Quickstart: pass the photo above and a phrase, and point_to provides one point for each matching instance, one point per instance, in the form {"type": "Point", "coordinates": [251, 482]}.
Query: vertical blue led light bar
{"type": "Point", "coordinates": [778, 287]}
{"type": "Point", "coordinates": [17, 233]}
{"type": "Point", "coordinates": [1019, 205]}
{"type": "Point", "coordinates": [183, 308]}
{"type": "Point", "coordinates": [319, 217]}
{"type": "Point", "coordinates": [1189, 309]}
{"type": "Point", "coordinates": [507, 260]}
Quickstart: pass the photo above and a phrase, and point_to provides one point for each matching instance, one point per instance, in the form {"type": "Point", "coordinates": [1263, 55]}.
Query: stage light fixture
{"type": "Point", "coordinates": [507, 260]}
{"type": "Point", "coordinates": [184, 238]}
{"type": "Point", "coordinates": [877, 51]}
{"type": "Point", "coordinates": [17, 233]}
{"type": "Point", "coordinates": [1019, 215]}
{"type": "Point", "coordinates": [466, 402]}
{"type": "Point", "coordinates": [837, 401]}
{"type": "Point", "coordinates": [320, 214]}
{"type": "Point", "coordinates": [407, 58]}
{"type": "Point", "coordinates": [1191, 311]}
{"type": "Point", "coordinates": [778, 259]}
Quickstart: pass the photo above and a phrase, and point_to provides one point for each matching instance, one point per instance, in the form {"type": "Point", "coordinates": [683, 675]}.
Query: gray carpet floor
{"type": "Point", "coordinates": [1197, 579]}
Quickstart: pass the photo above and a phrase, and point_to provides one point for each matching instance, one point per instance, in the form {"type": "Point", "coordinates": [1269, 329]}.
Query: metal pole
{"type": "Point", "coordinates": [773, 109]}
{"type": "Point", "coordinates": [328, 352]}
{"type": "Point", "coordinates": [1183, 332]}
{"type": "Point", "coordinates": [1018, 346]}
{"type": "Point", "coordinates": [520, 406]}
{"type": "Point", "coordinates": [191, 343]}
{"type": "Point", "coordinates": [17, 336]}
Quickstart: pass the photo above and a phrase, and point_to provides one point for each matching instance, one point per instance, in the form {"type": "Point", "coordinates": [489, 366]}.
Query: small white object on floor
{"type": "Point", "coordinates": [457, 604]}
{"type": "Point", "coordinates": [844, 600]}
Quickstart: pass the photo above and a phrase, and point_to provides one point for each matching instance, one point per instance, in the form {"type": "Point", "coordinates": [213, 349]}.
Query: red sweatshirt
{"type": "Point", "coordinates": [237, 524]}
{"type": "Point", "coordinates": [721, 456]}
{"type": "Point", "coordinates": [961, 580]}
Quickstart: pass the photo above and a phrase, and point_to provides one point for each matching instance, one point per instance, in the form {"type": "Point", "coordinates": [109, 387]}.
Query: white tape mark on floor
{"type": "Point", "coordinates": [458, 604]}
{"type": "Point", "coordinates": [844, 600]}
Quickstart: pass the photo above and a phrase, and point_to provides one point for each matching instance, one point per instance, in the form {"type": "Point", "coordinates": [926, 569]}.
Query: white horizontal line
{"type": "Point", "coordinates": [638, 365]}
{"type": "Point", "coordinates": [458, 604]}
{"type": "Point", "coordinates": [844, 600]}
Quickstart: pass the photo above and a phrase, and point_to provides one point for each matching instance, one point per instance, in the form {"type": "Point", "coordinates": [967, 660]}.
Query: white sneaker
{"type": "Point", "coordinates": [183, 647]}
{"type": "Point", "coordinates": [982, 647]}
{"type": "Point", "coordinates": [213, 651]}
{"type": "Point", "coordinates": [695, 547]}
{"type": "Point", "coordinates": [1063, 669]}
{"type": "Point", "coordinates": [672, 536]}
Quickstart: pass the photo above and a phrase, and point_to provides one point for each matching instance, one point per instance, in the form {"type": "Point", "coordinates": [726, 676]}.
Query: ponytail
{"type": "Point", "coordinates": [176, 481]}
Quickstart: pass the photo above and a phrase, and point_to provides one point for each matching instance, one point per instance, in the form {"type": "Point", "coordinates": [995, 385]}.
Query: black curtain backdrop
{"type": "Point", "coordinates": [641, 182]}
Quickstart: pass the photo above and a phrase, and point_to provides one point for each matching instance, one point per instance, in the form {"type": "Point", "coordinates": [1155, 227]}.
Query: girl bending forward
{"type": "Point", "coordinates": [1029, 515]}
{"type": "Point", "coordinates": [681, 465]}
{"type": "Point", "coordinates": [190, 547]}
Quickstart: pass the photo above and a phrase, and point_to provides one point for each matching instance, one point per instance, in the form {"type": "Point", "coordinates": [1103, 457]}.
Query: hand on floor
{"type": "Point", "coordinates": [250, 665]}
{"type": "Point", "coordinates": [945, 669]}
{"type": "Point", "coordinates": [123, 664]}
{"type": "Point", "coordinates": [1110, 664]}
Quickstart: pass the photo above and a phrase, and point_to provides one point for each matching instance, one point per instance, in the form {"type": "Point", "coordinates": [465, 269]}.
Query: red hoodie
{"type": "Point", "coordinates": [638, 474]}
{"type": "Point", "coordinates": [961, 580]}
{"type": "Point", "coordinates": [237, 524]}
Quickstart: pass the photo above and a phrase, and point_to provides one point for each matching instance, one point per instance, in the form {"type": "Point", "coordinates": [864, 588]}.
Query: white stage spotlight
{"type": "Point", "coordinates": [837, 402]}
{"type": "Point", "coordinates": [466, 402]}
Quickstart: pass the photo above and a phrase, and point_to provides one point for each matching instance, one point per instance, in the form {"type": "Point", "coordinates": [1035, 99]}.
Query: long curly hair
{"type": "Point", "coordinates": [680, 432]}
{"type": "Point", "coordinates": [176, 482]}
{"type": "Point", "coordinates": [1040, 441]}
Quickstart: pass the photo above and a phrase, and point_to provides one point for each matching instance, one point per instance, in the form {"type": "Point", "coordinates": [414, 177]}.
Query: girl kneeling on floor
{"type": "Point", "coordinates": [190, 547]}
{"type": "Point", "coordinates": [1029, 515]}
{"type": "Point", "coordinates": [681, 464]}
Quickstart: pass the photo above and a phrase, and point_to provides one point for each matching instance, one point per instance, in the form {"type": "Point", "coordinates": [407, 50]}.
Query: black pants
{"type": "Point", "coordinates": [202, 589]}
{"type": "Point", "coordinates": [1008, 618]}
☆ ☆ ☆ ☆
■ **Aim of the exercise**
The required output is the complete set of records, reproduced exactly.

■ **Exercise response**
Quickstart: pass the photo above and a phrase, and point_to provides one point for each matching instance, one point per instance, in the form {"type": "Point", "coordinates": [251, 482]}.
Query: vertical blue led light bar
{"type": "Point", "coordinates": [778, 287]}
{"type": "Point", "coordinates": [17, 233]}
{"type": "Point", "coordinates": [1019, 205]}
{"type": "Point", "coordinates": [183, 308]}
{"type": "Point", "coordinates": [319, 217]}
{"type": "Point", "coordinates": [1189, 309]}
{"type": "Point", "coordinates": [507, 260]}
Quickstart: pass the photo above and a phrase, and point_to provides one point for each matching instance, one point per instance, in the form {"type": "Point", "coordinates": [1263, 55]}.
Query: stage light fixture
{"type": "Point", "coordinates": [507, 260]}
{"type": "Point", "coordinates": [184, 238]}
{"type": "Point", "coordinates": [877, 51]}
{"type": "Point", "coordinates": [17, 233]}
{"type": "Point", "coordinates": [1019, 215]}
{"type": "Point", "coordinates": [466, 402]}
{"type": "Point", "coordinates": [837, 401]}
{"type": "Point", "coordinates": [320, 214]}
{"type": "Point", "coordinates": [407, 58]}
{"type": "Point", "coordinates": [1191, 311]}
{"type": "Point", "coordinates": [778, 259]}
Quickstart: pass the photo above and a phrase, and point_to provides one point for each matching instance, one point per instance, in the form {"type": "Point", "coordinates": [683, 675]}.
Query: gray carpet floor
{"type": "Point", "coordinates": [1197, 579]}
Quickstart: pass the photo above and a phrase, and point_to provides one point for each matching instance, one point per instance, in the form {"type": "Point", "coordinates": [1269, 329]}.
Query: metal pole
{"type": "Point", "coordinates": [773, 109]}
{"type": "Point", "coordinates": [328, 352]}
{"type": "Point", "coordinates": [1183, 332]}
{"type": "Point", "coordinates": [1018, 346]}
{"type": "Point", "coordinates": [520, 406]}
{"type": "Point", "coordinates": [191, 343]}
{"type": "Point", "coordinates": [17, 336]}
Quickstart: pass the photo above and a phrase, and point_to provides one point for each matching instance, one point per instance, in the form {"type": "Point", "coordinates": [489, 366]}.
Query: small white object on floor
{"type": "Point", "coordinates": [457, 604]}
{"type": "Point", "coordinates": [844, 600]}
Quickstart: pass the photo above and a phrase, and point_to provides one point for each matching instance, one point per instance, in the form {"type": "Point", "coordinates": [213, 349]}.
Query: red sweatshirt
{"type": "Point", "coordinates": [237, 524]}
{"type": "Point", "coordinates": [721, 456]}
{"type": "Point", "coordinates": [961, 580]}
Quickstart: pass the photo above and a phrase, and point_to provides one point for each matching instance, one point per instance, in the form {"type": "Point", "coordinates": [109, 387]}.
Query: white tape mark on floor
{"type": "Point", "coordinates": [458, 604]}
{"type": "Point", "coordinates": [844, 600]}
Quickstart: pass the photo above and a phrase, and point_to provides one point for each matching instance, one point per instance, in the form {"type": "Point", "coordinates": [926, 569]}.
Query: white horizontal line
{"type": "Point", "coordinates": [638, 365]}
{"type": "Point", "coordinates": [458, 604]}
{"type": "Point", "coordinates": [844, 600]}
Quickstart: pass the photo above and a phrase, and point_to provides one point for each matching instance, one point per instance, in the form {"type": "Point", "coordinates": [967, 660]}.
Query: white sneaker
{"type": "Point", "coordinates": [183, 647]}
{"type": "Point", "coordinates": [982, 647]}
{"type": "Point", "coordinates": [213, 651]}
{"type": "Point", "coordinates": [695, 547]}
{"type": "Point", "coordinates": [1063, 669]}
{"type": "Point", "coordinates": [672, 536]}
Quickstart: pass the photo above and a phrase, and point_to provides one point for each matching instance, one point per instance, in the form {"type": "Point", "coordinates": [726, 676]}.
Query: ponytail
{"type": "Point", "coordinates": [176, 481]}
Quickstart: pass the photo above and a phrase, and point_to provides one point for each matching instance, one point per instance, in the form {"type": "Point", "coordinates": [995, 385]}.
Query: black curtain backdrop
{"type": "Point", "coordinates": [641, 182]}
Quickstart: pass the photo above and a phrase, and point_to provides one point for each matching instance, one point per instance, in the form {"type": "Point", "coordinates": [1155, 227]}.
Query: girl bending forward
{"type": "Point", "coordinates": [1029, 515]}
{"type": "Point", "coordinates": [681, 465]}
{"type": "Point", "coordinates": [190, 547]}
Quickstart: pass the photo above and a phrase, and point_to provides one point for each matching instance, one point per instance, in the form {"type": "Point", "coordinates": [1103, 457]}.
Query: hand on floor
{"type": "Point", "coordinates": [250, 665]}
{"type": "Point", "coordinates": [945, 669]}
{"type": "Point", "coordinates": [123, 664]}
{"type": "Point", "coordinates": [1110, 664]}
Quickstart: pass the photo above and a phrase, and point_to provides one point for each matching instance, one point per instance, in the form {"type": "Point", "coordinates": [465, 269]}.
Query: red hoodie
{"type": "Point", "coordinates": [638, 474]}
{"type": "Point", "coordinates": [961, 580]}
{"type": "Point", "coordinates": [237, 524]}
Quickstart: pass the photo above and a phrase, and point_to provides one point for each matching instance, one point per instance, in the form {"type": "Point", "coordinates": [864, 588]}.
Query: white stage spotlight
{"type": "Point", "coordinates": [837, 402]}
{"type": "Point", "coordinates": [466, 402]}
Quickstart: pass the photo above and a phrase, and point_to provides one point for each matching instance, one point per instance, in the form {"type": "Point", "coordinates": [1035, 99]}.
Query: long curly hair
{"type": "Point", "coordinates": [680, 432]}
{"type": "Point", "coordinates": [176, 482]}
{"type": "Point", "coordinates": [1040, 441]}
Quickstart: pass the photo above and a phrase, and point_to provides one point for each matching instance, one point per instance, in the form {"type": "Point", "coordinates": [414, 177]}.
Query: girl kneeling on floor
{"type": "Point", "coordinates": [190, 547]}
{"type": "Point", "coordinates": [1029, 515]}
{"type": "Point", "coordinates": [681, 464]}
Quickstart: pass the photo above and a phrase, and point_to provides one point for each matching instance, one point per instance, in the form {"type": "Point", "coordinates": [407, 50]}.
Query: black pants
{"type": "Point", "coordinates": [202, 589]}
{"type": "Point", "coordinates": [1008, 618]}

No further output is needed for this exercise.